Citywide Day of Rallies In Support of NYC’s Public Libraries
Rallies in Across the City Call to Restore Proposed Budget Cuts

New Yorkers love their libraries and they show it but the current NYC
budget proposed cuts of more than $106 million threaten to shut down
community libraries across New York City. In response to this, a
citywide day of action will take place on Tuesday May 28th. NYC’s
three public library systems will participate along with the Queens
Library Guild Local 1321 and Urban Librarians Unite. There will be
library love going on across New York City.

Bronx
3:00 – 4:00PM
Kingsbridge Library, 291 West 231st Street, Bronx, NY

Wrap yourself up in library love. The activists in the Bronx will be
hugging the library with the help of local students and community
groups. These crafty activists have been knitting furiously in
protest of the cuts. They expect lots of pint-sized protesters as
their youngest supporters, the storytime set, will be out in force.

- _DATA LINES_
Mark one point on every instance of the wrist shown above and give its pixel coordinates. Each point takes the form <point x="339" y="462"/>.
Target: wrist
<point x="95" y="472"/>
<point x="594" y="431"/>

- _TASK LIST_
#1 According to the rally announcement, how much in budget cuts does the current NYC budget propose?
#2 Print the part of the rally announcement starting at "Citywide Day of Rallies" and ending at "on across New York City.".

- _EXPECTED ANSWERS_
#1 More than $106 million.

#2
Citywide Day of Rallies In Support of NYC’s Public Libraries
Rallies in Across the City Call to Restore Proposed Budget Cuts

New Yorkers love their libraries and they show it but the current NYC
budget proposed cuts of more than $106 million threaten to shut down
community libraries across New York City. In response to this, a
citywide day of action will take place on Tuesday May 28th. NYC’s
three public library systems will participate along with the Queens
Library Guild Local 1321 and Urban Librarians Unite. There will be
library love going on across New York City.